Bounding-box records
——

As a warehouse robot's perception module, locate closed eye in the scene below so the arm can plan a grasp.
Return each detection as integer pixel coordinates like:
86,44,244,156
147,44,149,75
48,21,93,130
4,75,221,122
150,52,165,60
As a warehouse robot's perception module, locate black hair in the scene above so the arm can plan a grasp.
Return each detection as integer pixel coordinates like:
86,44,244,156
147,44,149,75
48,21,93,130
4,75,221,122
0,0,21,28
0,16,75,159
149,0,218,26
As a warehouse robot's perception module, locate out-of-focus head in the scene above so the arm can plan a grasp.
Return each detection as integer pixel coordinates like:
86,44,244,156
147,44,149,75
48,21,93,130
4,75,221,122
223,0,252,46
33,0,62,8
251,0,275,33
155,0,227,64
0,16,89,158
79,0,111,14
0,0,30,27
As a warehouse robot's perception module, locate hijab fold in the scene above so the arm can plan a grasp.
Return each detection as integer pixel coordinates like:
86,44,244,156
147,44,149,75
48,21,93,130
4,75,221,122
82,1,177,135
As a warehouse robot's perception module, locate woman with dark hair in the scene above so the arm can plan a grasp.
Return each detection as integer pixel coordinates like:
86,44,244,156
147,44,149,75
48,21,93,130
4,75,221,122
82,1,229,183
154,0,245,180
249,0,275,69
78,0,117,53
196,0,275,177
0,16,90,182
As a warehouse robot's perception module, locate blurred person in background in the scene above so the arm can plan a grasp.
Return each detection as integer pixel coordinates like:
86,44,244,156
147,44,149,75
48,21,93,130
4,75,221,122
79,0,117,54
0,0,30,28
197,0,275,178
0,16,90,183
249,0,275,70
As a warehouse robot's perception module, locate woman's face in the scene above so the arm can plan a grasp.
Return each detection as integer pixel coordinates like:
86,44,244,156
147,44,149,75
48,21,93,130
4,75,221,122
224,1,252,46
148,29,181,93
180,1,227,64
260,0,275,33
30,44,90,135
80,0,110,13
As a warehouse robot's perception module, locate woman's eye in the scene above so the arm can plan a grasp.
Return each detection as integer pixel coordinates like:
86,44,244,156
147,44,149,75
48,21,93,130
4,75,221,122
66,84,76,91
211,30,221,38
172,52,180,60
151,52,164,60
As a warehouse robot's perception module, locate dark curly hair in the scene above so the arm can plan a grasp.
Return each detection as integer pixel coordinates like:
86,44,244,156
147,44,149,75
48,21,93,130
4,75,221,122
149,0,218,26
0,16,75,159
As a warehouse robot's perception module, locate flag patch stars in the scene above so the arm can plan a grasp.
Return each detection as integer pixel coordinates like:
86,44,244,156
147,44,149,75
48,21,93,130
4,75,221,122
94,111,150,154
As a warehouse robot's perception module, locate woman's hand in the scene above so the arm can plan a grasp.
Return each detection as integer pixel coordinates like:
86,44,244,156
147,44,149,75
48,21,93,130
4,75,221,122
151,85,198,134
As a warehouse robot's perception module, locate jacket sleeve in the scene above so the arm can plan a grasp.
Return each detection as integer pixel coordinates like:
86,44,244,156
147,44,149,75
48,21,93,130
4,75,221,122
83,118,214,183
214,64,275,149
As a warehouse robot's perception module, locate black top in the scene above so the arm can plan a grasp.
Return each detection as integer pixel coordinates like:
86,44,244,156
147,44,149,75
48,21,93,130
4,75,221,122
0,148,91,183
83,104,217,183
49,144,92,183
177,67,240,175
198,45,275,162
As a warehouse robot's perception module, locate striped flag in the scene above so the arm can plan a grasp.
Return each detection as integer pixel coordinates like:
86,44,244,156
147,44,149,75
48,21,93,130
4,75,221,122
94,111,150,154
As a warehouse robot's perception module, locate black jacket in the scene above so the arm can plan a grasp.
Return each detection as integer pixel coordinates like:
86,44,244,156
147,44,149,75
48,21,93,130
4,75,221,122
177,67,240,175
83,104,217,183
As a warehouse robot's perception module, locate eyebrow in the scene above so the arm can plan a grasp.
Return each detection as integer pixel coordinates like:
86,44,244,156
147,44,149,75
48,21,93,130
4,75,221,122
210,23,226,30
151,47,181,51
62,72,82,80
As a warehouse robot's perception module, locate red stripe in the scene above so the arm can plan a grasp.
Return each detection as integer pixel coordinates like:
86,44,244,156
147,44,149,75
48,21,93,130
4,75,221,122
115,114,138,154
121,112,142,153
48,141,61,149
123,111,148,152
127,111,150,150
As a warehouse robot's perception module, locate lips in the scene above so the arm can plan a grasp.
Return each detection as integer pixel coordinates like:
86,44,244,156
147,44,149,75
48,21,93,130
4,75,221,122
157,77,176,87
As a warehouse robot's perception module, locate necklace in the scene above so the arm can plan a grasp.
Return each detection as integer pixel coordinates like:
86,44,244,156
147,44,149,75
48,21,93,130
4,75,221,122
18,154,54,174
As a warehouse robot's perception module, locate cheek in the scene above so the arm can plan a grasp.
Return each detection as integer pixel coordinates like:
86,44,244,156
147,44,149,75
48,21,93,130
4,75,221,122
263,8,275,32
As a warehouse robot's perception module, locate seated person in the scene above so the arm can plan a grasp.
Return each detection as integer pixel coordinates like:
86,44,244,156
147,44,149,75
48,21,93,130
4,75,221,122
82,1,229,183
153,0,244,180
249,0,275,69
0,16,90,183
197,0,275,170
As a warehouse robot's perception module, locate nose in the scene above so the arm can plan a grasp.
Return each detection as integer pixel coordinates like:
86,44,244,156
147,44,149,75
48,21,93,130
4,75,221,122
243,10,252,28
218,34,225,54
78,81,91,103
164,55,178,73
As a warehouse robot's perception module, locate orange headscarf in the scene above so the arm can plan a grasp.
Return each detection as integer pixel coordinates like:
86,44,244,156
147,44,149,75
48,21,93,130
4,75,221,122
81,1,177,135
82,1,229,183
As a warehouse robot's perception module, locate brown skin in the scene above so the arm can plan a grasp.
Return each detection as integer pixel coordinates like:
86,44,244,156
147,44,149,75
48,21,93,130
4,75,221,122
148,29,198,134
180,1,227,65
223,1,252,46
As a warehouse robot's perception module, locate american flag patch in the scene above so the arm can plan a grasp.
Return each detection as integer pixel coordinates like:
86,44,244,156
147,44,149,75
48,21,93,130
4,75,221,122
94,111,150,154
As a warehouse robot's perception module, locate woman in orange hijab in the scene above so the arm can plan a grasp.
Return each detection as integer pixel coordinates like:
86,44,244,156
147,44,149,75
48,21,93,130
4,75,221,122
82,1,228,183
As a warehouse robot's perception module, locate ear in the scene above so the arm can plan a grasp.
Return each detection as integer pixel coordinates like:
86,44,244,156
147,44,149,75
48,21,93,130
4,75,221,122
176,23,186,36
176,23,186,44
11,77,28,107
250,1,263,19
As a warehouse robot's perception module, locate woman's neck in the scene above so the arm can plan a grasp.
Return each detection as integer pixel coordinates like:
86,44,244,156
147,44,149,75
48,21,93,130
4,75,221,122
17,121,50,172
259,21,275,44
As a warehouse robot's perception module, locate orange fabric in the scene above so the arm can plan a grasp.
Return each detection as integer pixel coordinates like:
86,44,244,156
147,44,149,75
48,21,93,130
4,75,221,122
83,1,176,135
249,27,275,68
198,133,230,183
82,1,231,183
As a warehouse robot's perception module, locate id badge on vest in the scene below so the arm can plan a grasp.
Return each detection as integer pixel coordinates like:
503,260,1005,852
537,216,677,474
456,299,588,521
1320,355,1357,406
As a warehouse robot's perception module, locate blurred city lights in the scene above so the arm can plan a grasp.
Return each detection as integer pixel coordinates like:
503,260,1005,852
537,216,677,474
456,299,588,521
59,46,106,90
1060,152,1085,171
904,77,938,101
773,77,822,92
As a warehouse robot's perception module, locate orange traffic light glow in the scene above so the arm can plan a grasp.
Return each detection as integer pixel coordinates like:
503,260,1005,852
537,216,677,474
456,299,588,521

——

◆ **Exercise aim**
Rewrite the rows from the start of the bounding-box records through the line containing "80,0,110,13", changing "perception module" to "vision system" and keeping everything else the same.

◆ **Result of the task**
As a warehouse robot's vision system, locate closed eye in the scene below so the arm can plan a grasp.
Return each detection as integer pixel coordinates like:
86,44,244,156
147,44,149,75
48,21,93,130
4,75,221,122
150,52,165,60
As a warehouse robot's vision system, locate black hair in the scene above so the arm can plan a grasp.
Return each detection as integer pixel coordinates like:
86,44,244,156
147,44,149,75
48,21,93,130
4,75,221,122
0,0,21,28
0,16,75,159
149,0,218,26
As a warehouse robot's vision system, locate out-of-focus head in the scene above so the arm can plan a grasp.
Return each detection as integer pixel coordinates like:
86,44,244,156
147,44,149,75
48,21,93,130
4,75,221,122
223,0,252,46
33,0,62,8
251,0,275,33
155,0,227,64
0,16,89,158
79,0,111,14
0,0,30,27
As a warehouse robot's vision system, locate hijab fold in the scene above so the arm can plan a grasp.
Return each detection as integer pixel coordinates like:
86,44,244,156
147,44,149,75
48,21,93,130
4,75,221,122
82,1,177,135
As a warehouse robot's vision system, locate woman with dark hair in the scene above so the arm can plan a grasp.
Return each detection as integer pixel coordinates like:
86,44,244,156
147,44,149,75
48,21,93,130
4,75,221,122
82,1,229,183
154,0,245,180
249,0,275,69
78,0,117,53
196,0,275,177
0,16,90,182
As a warehouse robot's vision system, locate blurred person in background in the scene above so the arm can plan a grasp.
Return each detection as integer pixel coordinates like:
86,44,244,156
147,44,149,75
48,21,93,130
4,75,221,122
79,0,117,54
0,0,30,28
197,0,275,178
0,16,90,183
249,0,275,70
As a warehouse robot's vision system, locate woman's face in the scene above so the arm can plan a grasp.
Return each detection as integer pixel coordinates like:
86,44,244,156
147,44,149,75
48,21,93,130
4,75,221,122
224,1,252,46
148,29,181,93
180,1,227,64
260,0,275,33
30,44,90,135
80,0,110,13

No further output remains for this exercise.